* **Given passage**
** BEGIN **

Stalling a processor for a short while has negligible effect on performance provided the duration of the stall is small. Once the processor is in the loop - and I hope that’s what you mean by “lock acquisition” - other processors are prevented from entering the critical section, but that’s the same with any other control construct.

The act of looping with interrupts disabled may put pressure on the frontside bus, but there are lowest-level OS-independent methods to handle that: test-and-test-and-set, and a locked acquisition of the spinlock using an extra variable, as Anton already explained and as the author of that paper suggested. And may I remind you that a barebones spinlock is subarchitectural to the OS and hence the very same piece of code will work just as well under Linux, Solaris or MacOS. In my case at least, using that kind of construct saves code, and hence money!

I do not see what kind of global management operations would be affected if a processor is stalled for a brief moment. The tlb is inside the processor, and an access is an access, looping or not looping that memory location is going to end up in the tlb. Looping on the memory location will not add any entries to the tlb, and if interrupts are disabled, there’s not going to be any other activity affecting the tlb anyway.

The only thing in a spinlock that can affect other processors, again, is the issue of hogging the bus with locked read-write cycles. This is addressed by test-and-test-and-set spinlocks, and by the spinlock acquisition technique shown by Anton in his recent post. Both techniques operate within that one processor, and they alleviate pressure on the frontside bus. Still, note that even with a regular test-and-set spinlock, if critical sections are short enough, the potential flood of locked read-write cycles on the frontside bus will be so short that in the end there may not be much difference between test-and-set and test-and-test-and-set spinlocks - and that maybe explains what that guy found in that spinlock paper.

I don’t know about 20 years ago, but 40 years ago when I was a rookie we had the Exec 8 operating system, designed to operate on the Univac 1108, which had three central processors and two peripheral processors. Lowest level test-and-set spinlocks were widely used to protect critical sections at processor level, and it worked marvellously. They don’t make them like that anymore!

But if you think a bare spinlock slows down the whole system, hey, follow the lead of that paper writer: write a few programs, run them, measure performance in a comprehensive way, and publish. Inquiring minds want to know, and they’re going to be glad you did the legwork!

** END **

* **Exercises**
1. In the spinlock passage above, print everything from "Stalling a processor" down to "other control construct.".
2. How many lines of the records contain the word "When"? Reply with the number only.

Position identification records
** BEGIN **

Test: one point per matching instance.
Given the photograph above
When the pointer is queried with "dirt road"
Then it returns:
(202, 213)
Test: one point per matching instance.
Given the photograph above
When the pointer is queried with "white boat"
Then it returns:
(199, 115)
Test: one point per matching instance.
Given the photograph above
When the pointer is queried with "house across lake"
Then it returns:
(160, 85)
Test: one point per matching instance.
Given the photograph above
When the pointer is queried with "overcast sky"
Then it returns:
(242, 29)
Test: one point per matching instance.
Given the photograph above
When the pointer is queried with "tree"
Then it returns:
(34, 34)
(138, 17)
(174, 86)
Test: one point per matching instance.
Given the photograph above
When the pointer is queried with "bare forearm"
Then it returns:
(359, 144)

** END **

* **Exercise responses**
1.
Stalling a processor for a short while has negligible effect on performance provided the duration of the stall is small. Once the processor is in the loop - and I hope that’s what you mean by “lock acquisition” - other processors are prevented from entering the critical section, but that’s the same with any other control construct.

2. 6